# SCL lernen



## Nitram (1 Februar 2022)

Hallo
Ich versuche mich gerade in das Thema scl Programmierung einzuarbeiten. 
Kann irgendjemand gute Fachbücher empfehlen?


----------



## ducati (2 Februar 2022)

Nitram schrieb:


> Hallo
> Ich versuche mich gerade in das Thema scl Programmierung einzuarbeiten.
> Kann irgendjemand gute Fachbücher empfehlen?


für welche Steuerung?


----------



## ssyn (2 Februar 2022)

Bei youtube suchen z.B. "SCL learn", da gibt es viele interessante Video für Anfänger mit Beispiele und Erklärungen.


----------



## Nitram (2 Februar 2022)

Arbeite haubtssächlich mit Siemens. 
Ja danke hab einige gute Videos auf Youtube gefunden.


----------



## ssyn (2 Februar 2022)

Bei Hegamurl gibt es viele Videos über SCL und TIA Portal.


----------



## DeltaMikeAir (3 Februar 2022)

Hier mal was zum lesen:


----------



## Nitram (3 Februar 2022)

Danke DeltaMikeAir 👍
Wirklich hilfreich


----------

**SCHRIFTLICHE AUFGABE 1**.
Gib aus dem Forumsthread zum Lernen von SCL den Abschnitt von „Bei youtube suchen“ bis einschließlich „haubtssächlich mit Siemens.“ wörtlich wieder.
Der Forumsthread und die Auflistung sind voneinander unabhängiges Material.

[Auszüge aus einem Datensatz zur Objekterkennung]
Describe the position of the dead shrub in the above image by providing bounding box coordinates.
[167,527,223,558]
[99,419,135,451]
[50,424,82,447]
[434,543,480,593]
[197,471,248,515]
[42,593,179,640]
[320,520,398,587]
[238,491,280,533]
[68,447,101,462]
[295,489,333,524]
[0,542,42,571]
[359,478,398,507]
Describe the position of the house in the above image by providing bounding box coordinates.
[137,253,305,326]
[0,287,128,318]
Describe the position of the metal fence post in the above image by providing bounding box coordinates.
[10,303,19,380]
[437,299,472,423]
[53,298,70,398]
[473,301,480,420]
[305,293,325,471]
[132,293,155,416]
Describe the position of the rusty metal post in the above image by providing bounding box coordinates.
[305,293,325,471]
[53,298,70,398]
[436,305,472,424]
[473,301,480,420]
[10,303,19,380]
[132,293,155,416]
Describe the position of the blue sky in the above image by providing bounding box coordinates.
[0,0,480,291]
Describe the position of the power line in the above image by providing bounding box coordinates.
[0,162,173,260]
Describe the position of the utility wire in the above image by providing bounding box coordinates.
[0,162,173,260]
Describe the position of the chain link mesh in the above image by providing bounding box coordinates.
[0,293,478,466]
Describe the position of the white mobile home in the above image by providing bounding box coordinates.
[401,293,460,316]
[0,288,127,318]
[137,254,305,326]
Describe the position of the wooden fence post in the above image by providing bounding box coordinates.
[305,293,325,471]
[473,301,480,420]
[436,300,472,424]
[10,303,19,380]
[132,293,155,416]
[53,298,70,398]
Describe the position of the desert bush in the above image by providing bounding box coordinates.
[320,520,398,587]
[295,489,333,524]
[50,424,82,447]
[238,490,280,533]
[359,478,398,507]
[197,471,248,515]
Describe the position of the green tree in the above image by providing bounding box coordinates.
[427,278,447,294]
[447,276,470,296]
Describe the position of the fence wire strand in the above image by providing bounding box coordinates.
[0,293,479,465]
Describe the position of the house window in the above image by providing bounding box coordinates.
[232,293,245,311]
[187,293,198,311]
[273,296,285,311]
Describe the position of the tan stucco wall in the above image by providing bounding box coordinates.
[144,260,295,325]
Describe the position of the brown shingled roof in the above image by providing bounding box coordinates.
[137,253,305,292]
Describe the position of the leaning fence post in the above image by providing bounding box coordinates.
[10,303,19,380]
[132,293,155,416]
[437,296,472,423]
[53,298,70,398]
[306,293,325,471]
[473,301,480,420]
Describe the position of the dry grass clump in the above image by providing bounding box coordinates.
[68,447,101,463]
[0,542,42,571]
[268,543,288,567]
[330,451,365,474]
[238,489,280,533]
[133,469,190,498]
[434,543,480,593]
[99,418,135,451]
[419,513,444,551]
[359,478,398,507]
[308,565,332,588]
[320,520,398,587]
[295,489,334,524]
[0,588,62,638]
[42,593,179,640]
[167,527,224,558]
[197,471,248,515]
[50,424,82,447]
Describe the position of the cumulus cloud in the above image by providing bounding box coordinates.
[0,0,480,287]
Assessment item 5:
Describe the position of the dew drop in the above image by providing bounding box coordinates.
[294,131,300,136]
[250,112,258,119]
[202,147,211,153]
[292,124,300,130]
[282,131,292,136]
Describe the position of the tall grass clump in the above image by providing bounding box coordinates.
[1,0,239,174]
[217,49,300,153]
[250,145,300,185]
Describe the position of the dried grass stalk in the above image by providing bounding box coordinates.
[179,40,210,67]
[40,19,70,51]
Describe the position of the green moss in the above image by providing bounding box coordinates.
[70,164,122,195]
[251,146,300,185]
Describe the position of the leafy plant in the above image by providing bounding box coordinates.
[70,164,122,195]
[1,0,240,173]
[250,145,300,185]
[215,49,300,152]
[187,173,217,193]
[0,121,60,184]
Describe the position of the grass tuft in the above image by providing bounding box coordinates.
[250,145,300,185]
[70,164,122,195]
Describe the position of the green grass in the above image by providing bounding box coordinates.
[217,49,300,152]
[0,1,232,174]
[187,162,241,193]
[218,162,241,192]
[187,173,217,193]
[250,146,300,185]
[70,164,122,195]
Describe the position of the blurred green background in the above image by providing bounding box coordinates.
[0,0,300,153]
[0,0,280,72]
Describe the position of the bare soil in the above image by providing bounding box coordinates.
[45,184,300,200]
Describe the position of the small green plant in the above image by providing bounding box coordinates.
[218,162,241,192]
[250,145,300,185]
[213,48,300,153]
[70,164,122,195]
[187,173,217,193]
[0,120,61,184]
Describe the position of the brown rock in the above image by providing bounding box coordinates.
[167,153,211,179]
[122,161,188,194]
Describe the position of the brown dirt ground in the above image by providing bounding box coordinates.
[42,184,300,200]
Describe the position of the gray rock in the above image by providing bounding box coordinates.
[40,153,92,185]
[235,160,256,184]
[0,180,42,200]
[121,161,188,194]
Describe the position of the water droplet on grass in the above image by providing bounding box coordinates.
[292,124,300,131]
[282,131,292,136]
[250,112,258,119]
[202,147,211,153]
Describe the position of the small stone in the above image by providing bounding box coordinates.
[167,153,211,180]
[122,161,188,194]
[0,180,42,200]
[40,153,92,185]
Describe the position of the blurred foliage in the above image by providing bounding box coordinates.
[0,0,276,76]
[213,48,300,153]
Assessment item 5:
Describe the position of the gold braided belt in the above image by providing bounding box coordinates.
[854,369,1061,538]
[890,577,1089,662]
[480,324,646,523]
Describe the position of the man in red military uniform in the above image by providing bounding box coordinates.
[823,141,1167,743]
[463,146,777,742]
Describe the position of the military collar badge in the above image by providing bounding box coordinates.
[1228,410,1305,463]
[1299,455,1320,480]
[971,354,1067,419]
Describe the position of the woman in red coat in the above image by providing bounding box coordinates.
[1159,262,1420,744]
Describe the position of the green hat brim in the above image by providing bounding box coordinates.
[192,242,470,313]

**SCHRIFTLICHE AUFGABE 2**.
Benenne in der Auflistung von der Zeile mit „Describe the position of the utility“ bis einschließlich der Zeile mit „[137,254,305,326]“ „chain link mesh“ in „wire mesh“ um. Gib nur diese Zeilen aus und lass sonst alles unverändert.

**AUSGEARBEITETE ANTWORT 1**.
Bei youtube suchen z.B. "SCL learn", da gibt es viele interessante Video für Anfänger mit Beispiele und Erklärungen.


----------



## Nitram (2 Februar 2022)

Arbeite haubtssächlich mit Siemens.

**AUSGEARBEITETE ANTWORT 2**.
Describe the position of the utility wire in the above image by providing bounding box coordinates.
[0,162,173,260]
Describe the position of the wire mesh in the above image by providing bounding box coordinates.
[0,293,478,466]
Describe the position of the white mobile home in the above image by providing bounding box coordinates.
[401,293,460,316]
[0,288,127,318]
[137,254,305,326]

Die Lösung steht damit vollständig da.